- **Exercise**
Your task is to copy the material exactly.

- **Material provided**
+-------+
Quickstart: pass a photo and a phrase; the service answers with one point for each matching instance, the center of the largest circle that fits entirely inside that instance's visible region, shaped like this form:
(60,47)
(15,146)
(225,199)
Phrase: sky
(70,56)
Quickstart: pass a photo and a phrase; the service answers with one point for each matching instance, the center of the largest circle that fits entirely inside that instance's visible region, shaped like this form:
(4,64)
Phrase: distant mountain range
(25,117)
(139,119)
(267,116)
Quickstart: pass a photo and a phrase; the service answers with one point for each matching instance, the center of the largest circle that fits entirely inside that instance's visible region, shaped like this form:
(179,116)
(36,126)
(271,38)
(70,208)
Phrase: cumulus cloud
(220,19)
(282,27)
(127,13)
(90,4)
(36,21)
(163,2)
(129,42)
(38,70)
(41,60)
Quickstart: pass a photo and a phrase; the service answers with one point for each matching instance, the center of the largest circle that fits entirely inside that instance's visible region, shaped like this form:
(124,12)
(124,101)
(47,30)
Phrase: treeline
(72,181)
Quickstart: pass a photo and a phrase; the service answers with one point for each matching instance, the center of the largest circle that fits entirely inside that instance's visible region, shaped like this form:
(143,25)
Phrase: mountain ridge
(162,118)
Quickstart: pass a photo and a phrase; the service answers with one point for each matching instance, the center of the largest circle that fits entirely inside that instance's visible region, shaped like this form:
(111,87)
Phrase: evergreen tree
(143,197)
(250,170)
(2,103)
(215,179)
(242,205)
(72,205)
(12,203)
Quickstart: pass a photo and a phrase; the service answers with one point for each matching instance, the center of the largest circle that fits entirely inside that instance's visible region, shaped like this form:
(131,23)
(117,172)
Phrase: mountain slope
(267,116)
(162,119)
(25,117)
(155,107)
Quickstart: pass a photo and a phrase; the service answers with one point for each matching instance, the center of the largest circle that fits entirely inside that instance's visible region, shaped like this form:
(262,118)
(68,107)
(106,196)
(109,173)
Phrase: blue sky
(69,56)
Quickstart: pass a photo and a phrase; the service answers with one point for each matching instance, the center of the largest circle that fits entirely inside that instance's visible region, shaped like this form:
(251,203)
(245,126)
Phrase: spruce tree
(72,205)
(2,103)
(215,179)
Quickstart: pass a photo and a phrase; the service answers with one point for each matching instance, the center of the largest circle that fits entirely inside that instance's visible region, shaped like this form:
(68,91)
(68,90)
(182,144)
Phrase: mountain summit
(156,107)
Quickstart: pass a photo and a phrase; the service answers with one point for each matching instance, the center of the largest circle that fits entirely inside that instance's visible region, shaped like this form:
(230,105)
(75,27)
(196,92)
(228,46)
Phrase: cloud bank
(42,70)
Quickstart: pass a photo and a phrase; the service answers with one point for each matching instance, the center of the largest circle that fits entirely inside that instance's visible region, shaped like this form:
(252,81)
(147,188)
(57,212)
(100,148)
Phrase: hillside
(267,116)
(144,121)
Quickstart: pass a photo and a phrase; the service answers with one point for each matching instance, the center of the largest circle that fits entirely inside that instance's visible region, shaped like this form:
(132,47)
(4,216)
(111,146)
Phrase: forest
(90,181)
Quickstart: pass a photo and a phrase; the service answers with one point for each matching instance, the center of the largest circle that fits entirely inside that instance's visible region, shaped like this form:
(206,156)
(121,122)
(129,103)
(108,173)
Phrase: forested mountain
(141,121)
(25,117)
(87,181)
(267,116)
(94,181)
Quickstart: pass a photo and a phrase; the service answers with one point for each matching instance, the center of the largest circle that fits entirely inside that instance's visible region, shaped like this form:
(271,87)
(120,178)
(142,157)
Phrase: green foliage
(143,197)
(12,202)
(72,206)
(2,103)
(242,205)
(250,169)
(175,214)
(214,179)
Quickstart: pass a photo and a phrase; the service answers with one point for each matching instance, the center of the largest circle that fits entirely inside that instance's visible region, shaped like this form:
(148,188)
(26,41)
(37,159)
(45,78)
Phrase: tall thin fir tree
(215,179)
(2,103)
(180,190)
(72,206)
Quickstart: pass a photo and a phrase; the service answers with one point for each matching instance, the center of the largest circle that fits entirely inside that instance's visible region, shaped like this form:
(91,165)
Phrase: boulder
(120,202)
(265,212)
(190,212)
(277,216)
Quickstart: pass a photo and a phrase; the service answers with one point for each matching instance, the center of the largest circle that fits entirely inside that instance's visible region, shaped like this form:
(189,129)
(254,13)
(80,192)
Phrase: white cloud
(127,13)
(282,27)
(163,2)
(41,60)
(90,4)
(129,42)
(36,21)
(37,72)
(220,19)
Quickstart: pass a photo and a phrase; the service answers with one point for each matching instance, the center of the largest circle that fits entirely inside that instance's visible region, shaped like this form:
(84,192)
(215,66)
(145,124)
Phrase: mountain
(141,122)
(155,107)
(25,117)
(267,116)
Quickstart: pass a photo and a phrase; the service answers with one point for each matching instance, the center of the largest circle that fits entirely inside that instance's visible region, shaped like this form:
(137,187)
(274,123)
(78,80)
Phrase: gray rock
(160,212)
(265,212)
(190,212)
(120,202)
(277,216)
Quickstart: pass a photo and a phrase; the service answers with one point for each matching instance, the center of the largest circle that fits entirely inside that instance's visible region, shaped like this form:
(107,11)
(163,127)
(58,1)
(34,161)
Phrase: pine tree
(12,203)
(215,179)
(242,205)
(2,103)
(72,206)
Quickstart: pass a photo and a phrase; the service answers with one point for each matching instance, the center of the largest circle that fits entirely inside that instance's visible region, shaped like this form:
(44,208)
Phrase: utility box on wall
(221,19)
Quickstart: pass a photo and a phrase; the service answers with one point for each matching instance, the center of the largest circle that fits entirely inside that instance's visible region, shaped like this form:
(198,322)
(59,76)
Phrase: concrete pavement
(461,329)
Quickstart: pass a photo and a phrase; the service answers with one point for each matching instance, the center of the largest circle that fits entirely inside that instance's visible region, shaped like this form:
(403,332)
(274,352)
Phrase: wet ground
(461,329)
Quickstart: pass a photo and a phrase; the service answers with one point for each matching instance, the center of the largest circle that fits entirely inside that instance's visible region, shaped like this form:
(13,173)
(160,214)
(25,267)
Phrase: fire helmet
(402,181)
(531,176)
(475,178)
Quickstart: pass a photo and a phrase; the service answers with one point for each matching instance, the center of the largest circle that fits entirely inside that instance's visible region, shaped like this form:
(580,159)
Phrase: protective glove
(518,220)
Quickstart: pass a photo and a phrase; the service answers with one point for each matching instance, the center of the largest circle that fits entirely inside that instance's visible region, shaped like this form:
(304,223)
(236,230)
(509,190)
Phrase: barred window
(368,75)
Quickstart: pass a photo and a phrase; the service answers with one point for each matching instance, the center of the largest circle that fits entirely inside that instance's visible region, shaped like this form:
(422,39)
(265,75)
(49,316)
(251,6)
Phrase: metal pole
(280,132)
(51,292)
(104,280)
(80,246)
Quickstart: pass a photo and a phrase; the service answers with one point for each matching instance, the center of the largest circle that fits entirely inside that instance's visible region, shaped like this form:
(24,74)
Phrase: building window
+-------+
- **Task solution**
Quickstart: pass a photo and a phrase; the service answers with one point for each matching instance, the center of the largest circle that fits entirely inside that instance's visible region, shaped like this form:
(60,47)
(15,146)
(225,199)
Phrase: sky
(70,56)
Quickstart: pass a photo and a phrase; the service answers with one point for each matching instance, the center of the largest circle that fits entirely inside that instance's visible region, shaped like this form:
(4,64)
Phrase: distant mountain range
(25,117)
(139,119)
(267,116)
Quickstart: pass a photo and a phrase; the service answers with one point for each matching instance, the center of the largest circle that fits entirely inside that instance's visible region, shaped like this form:
(179,116)
(36,126)
(271,38)
(70,208)
Phrase: cumulus cloud
(220,19)
(282,27)
(127,13)
(90,4)
(36,21)
(163,2)
(129,42)
(38,70)
(41,60)
Quickstart: pass a photo and a phrase; the service answers with one point for each matching instance, the center of the largest circle that fits entirely inside that instance's visible region, shaped like this form:
(124,12)
(124,101)
(47,30)
Phrase: treeline
(72,181)
Quickstart: pass a photo and a phrase; the service answers with one point for each matching instance, the center of the largest circle that fits entirely inside that instance's visible region, shaped like this form:
(143,25)
Phrase: mountain ridge
(162,118)
Quickstart: pass a photo and a phrase; the service answers with one point for each matching instance, the center of the largest circle that fits entirely inside that instance's visible region, shaped like this form:
(111,87)
Phrase: evergreen tree
(143,197)
(250,170)
(2,103)
(215,179)
(242,205)
(72,205)
(12,203)
Quickstart: pass a photo and a phrase; the service answers with one point for each matching instance, the center of the largest circle that fits entirely inside that instance's visible region, shaped like this form:
(131,23)
(117,172)
Phrase: mountain slope
(267,116)
(162,119)
(25,117)
(155,107)
Quickstart: pass a photo and a phrase; the service answers with one point for each matching instance, the center of the largest circle that fits entirely inside that instance's visible region, shaped like this form:
(262,118)
(68,107)
(106,196)
(109,173)
Phrase: blue sky
(69,56)
Quickstart: pass a photo and a phrase; the service answers with one point for each matching instance, the center of the largest circle that fits entirely inside that instance's visible region, shaped like this form:
(251,203)
(245,126)
Phrase: spruce tree
(72,205)
(2,103)
(215,179)
Quickstart: pass a photo and a phrase; the service answers with one point for each matching instance, the center of the largest circle that fits entirely inside that instance's visible region, shaped like this form:
(68,91)
(68,90)
(182,144)
Phrase: mountain summit
(156,107)
Quickstart: pass a photo and a phrase; the service answers with one point for each matching instance, the center of the largest circle that fits entirely inside that instance's visible region, shaped like this form:
(230,105)
(75,27)
(196,92)
(228,46)
Phrase: cloud bank
(42,70)
Quickstart: pass a photo and a phrase; the service answers with one point for each matching instance, the center of the largest circle that fits entirely inside that instance's visible region, shaped like this form:
(252,81)
(147,188)
(57,212)
(100,148)
Phrase: hillside
(267,116)
(144,121)
Quickstart: pass a photo and a phrase; the service answers with one point for each matching instance, the center of the largest circle that fits entirely inside that instance's visible region, shaped like this form:
(132,47)
(4,216)
(111,146)
Phrase: forest
(90,181)
Quickstart: pass a photo and a phrase; the service answers with one point for each matching instance, the center of the largest circle that fits entirely inside that instance's visible region, shaped like this form:
(206,156)
(121,122)
(129,103)
(108,173)
Phrase: forested mountain
(141,121)
(25,117)
(87,181)
(267,116)
(94,181)
Quickstart: pass a photo and a phrase; the service answers with one point for each matching instance, the center of the largest circle that fits entirely inside that instance's visible region, shaped like this form:
(271,87)
(120,178)
(142,157)
Phrase: green foliage
(143,197)
(12,202)
(72,206)
(2,103)
(242,205)
(250,169)
(175,214)
(214,179)
Quickstart: pass a photo and a phrase; the service answers with one point for each matching instance, the center of the largest circle that fits entirely inside that instance's visible region, shaped like this form:
(148,188)
(26,41)
(37,159)
(45,78)
Phrase: tall thin fir tree
(215,179)
(2,103)
(180,190)
(72,206)
Quickstart: pass a photo and a phrase; the service answers with one point for each matching instance, the center of the largest circle that fits entirely inside that instance's visible region, shaped like this form:
(91,165)
Phrase: boulder
(120,202)
(265,212)
(190,212)
(277,216)
Quickstart: pass a photo and a phrase; the service answers with one point for each matching instance, the center of the largest circle that fits entirely inside that instance's visible region, shaped like this form:
(189,129)
(254,13)
(80,192)
Phrase: white cloud
(127,13)
(282,27)
(163,2)
(41,60)
(90,4)
(129,42)
(36,21)
(37,72)
(220,19)
Quickstart: pass a photo and a phrase; the service answers with one point for each matching instance, the center of the largest circle that fits entirely inside that instance's visible region, shaped like this form:
(84,192)
(215,66)
(145,124)
Phrase: mountain
(141,122)
(155,107)
(25,117)
(267,116)
Quickstart: pass a photo and a phrase; the service answers with one point for each matching instance, the center of the largest circle that fits entirely inside that instance's visible region, shaped like this form:
(137,187)
(274,123)
(78,80)
Phrase: gray rock
(160,212)
(265,212)
(190,212)
(120,202)
(277,216)
Quickstart: pass a photo and a phrase; the service answers with one point for each matching instance, the center of the largest circle that fits entirely inside that instance's visible region, shaped like this form:
(107,11)
(163,127)
(58,1)
(34,161)
Phrase: pine tree
(12,203)
(215,179)
(242,205)
(2,103)
(72,206)
Quickstart: pass a photo and a phrase; the service answers with one point for each matching instance, the center of the largest circle that fits entirely inside that instance's visible region, shaped like this form:
(44,208)
Phrase: utility box on wall
(221,19)
Quickstart: pass a photo and a phrase; the service answers with one point for each matching instance, the center of the largest circle that fits entirely inside that instance's visible region, shaped like this form:
(198,322)
(59,76)
Phrase: concrete pavement
(461,329)
Quickstart: pass a photo and a phrase; the service answers with one point for each matching instance, the center of the largest circle that fits entirely inside that instance's visible region, shaped like this form:
(403,332)
(274,352)
Phrase: wet ground
(461,329)
Quickstart: pass a photo and a phrase; the service answers with one point for each matching instance, the center of the largest circle that fits entirely inside that instance's visible region, shaped like this form:
(13,173)
(160,214)
(25,267)
Phrase: fire helmet
(402,181)
(531,176)
(475,178)
Quickstart: pass a photo and a phrase; the service answers with one point for each matching instance, the center of the largest circle that fits entirely inside that instance's visible region, shaped like this form:
(580,159)
Phrase: protective glove
(518,220)
Quickstart: pass a photo and a phrase; the service answers with one point for each matching instance, the center of the largest circle that fits entirely inside that instance's visible region, shaped like this form:
(304,223)
(236,230)
(509,190)
Phrase: barred window
(368,75)
Quickstart: pass a photo and a phrase; the service answers with one point for each matching instance, the center of the largest circle that fits entirely inside that instance's visible region, shaped like this form:
(422,39)
(265,75)
(49,316)
(251,6)
Phrase: metal pole
(280,132)
(51,292)
(104,280)
(80,246)
Quickstart: pass a photo and a phrase; the service answers with one point for each matching instance, the center of the largest circle that fits entirely inside that instance's visible region, shaped like this form:
(24,74)
Phrase: building window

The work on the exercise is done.